PROBLEM: Look for "Scan the entire" in the entries below. Write out that line and all later lines exactly, ending with the final one.

DATASET CONTENT:
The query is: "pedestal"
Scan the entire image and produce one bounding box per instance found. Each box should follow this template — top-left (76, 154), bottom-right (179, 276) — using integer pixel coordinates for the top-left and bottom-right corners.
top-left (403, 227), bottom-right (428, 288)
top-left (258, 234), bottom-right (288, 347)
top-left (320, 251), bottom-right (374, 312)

REPLY TO THE TASK:
Scan the entire image and produce one bounding box per instance found. Each box should follow this template — top-left (76, 154), bottom-right (179, 276) — using integer pixel coordinates for the top-left and bottom-right corners.
top-left (403, 227), bottom-right (428, 288)
top-left (258, 234), bottom-right (288, 347)
top-left (320, 251), bottom-right (374, 312)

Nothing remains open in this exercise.